[Task to complete]:
Rescale the listing from its first line up to and including the line with "<point>307,267</point>": write those lines out again, requests included, with every point coordinate in the answers multiplied by 0.35 and rounded to a whole number, halves rounded up. Leave out the pictures.

[Records supplied]:
--

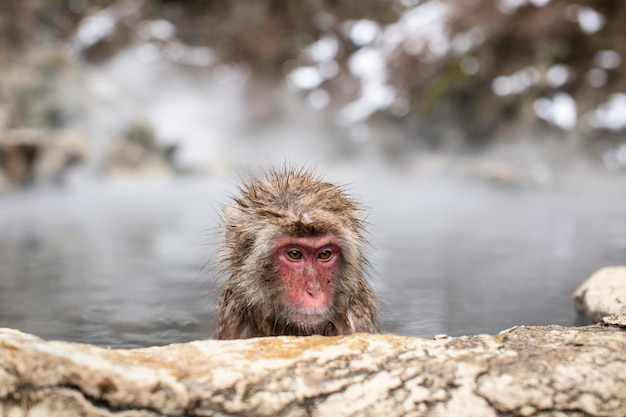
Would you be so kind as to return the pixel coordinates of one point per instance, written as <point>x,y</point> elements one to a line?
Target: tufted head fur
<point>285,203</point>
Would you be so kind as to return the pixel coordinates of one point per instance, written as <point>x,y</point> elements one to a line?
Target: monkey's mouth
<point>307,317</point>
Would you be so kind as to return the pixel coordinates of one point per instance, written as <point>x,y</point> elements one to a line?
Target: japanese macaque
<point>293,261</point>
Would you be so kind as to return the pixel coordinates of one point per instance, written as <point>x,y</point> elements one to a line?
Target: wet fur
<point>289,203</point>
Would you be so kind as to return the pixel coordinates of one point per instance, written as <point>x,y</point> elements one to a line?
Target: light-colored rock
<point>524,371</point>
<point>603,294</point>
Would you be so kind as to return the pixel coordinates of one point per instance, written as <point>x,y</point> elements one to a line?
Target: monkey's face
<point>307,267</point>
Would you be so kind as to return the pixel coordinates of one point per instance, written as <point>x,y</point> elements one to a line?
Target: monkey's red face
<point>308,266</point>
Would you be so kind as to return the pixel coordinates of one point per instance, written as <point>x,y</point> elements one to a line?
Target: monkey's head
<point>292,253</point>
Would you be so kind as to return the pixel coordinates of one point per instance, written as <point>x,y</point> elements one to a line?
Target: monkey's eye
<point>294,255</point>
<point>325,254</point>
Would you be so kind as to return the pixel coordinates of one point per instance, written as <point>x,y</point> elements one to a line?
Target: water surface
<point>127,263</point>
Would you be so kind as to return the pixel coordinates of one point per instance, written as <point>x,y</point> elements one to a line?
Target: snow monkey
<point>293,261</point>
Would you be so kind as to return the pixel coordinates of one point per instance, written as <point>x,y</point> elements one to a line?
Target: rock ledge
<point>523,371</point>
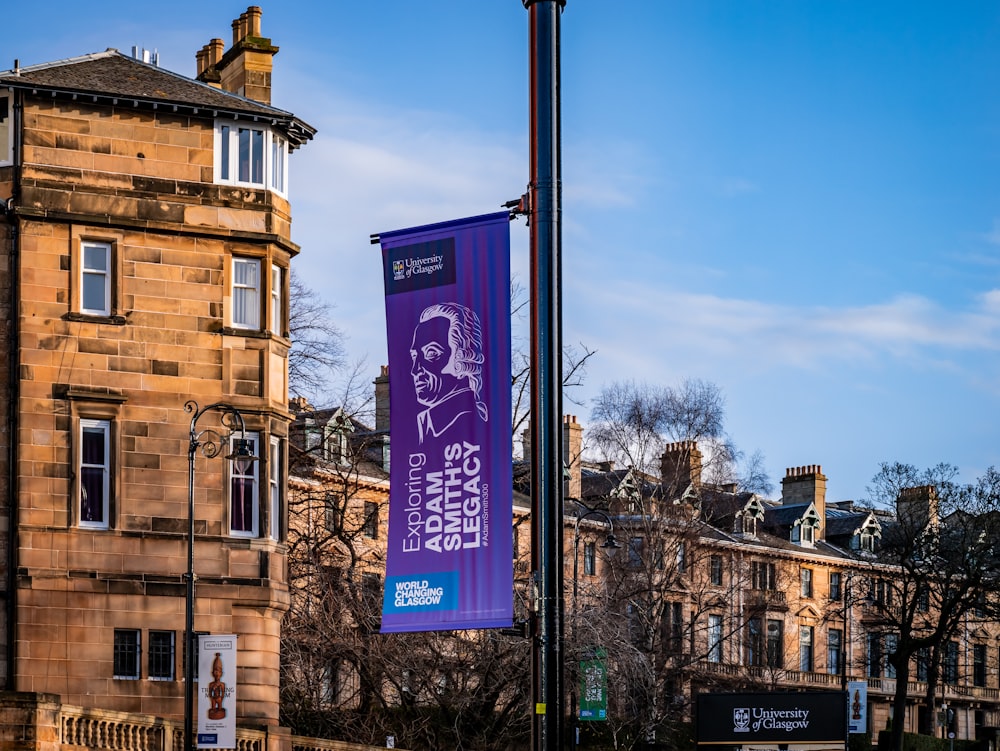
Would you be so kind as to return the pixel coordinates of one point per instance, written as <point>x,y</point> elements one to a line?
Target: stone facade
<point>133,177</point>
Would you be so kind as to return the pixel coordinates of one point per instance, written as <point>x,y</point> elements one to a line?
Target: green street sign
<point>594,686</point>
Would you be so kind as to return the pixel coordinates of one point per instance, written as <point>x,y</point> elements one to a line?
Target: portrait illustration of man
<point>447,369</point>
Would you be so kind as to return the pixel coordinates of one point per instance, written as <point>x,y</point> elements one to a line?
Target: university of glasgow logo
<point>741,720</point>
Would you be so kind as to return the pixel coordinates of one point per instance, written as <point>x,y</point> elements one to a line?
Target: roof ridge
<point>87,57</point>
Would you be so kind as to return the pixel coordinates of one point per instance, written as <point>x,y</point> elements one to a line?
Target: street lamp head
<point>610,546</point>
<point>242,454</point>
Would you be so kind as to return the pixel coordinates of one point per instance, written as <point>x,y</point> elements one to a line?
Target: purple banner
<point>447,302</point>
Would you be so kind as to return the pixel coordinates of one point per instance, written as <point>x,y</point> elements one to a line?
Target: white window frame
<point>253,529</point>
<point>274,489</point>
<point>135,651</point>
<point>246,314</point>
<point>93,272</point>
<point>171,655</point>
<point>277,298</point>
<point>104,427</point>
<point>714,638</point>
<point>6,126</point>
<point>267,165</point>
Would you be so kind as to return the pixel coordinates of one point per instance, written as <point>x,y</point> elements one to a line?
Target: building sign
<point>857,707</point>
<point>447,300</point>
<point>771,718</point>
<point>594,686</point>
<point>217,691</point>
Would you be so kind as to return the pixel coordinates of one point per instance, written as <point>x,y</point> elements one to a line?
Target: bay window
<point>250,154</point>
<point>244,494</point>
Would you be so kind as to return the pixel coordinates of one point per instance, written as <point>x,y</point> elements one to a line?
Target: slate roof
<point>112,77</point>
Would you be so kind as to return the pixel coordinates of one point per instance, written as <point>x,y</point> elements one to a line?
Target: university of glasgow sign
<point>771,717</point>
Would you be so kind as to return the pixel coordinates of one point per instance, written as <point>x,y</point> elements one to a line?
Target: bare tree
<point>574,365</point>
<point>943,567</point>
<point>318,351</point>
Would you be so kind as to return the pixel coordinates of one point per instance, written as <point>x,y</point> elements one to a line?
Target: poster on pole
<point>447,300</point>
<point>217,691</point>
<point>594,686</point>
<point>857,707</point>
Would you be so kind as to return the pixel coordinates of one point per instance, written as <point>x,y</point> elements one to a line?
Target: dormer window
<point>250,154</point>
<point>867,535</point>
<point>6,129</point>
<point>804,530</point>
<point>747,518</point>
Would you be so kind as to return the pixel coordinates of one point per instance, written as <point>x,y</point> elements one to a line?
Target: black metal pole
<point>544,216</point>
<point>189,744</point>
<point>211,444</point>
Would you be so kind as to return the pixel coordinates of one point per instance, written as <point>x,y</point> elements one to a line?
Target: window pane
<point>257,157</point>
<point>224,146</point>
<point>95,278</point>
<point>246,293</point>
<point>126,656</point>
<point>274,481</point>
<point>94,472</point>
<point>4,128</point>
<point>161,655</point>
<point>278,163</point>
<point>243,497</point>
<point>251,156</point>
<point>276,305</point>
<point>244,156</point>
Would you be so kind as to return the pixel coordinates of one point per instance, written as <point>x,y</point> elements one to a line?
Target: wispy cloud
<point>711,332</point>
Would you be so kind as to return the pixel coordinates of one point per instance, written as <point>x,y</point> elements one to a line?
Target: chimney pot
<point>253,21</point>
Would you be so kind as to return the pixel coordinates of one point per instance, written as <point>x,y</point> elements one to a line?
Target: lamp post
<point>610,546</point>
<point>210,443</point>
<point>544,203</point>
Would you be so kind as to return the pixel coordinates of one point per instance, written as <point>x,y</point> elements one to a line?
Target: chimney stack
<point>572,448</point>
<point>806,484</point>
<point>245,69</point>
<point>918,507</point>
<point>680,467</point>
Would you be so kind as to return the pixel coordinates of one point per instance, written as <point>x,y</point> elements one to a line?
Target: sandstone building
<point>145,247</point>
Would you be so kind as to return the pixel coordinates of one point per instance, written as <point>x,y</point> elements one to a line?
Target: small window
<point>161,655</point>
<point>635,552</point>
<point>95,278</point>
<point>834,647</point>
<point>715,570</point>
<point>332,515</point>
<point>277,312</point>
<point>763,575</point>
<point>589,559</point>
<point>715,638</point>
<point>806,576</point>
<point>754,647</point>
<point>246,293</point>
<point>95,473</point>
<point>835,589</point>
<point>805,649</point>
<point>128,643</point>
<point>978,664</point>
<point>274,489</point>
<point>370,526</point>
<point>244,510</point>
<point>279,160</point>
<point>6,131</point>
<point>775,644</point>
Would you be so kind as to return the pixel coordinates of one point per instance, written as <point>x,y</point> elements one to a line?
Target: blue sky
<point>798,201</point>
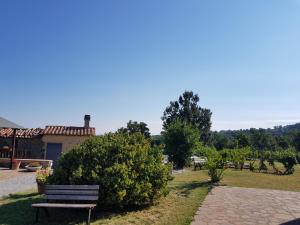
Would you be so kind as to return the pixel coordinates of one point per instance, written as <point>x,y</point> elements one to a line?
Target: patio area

--

[Reply to the exercise]:
Would you be so kind as to return the pixel coordinates of one point per instance, written as <point>x,y</point> elements one to a line?
Target: tufted head fur
<point>100,71</point>
Would you be so kind as to return the pixel coordinates of one point per instance, written as <point>x,y</point> elements one to a line?
Target: monkey's mouth
<point>107,111</point>
Would you be so kind as to return the pixel coordinates of one point per instance, written as <point>x,y</point> elements one to a line?
Target: japanese macaque
<point>103,91</point>
Would you be so kind as to return the pixel coordinates of one point per instance, written as <point>x,y</point> elements one to a line?
Target: wet fur
<point>101,71</point>
Would you be so kind as to return the pixel coordinates of one point per instance, written as <point>x,y</point> elements one to a line?
Target: light-colored rock
<point>183,130</point>
<point>211,103</point>
Would you be so kind as to return the pixel coordinates of one point per instance, written as <point>x,y</point> elements one to a line?
Target: monkey's face
<point>107,93</point>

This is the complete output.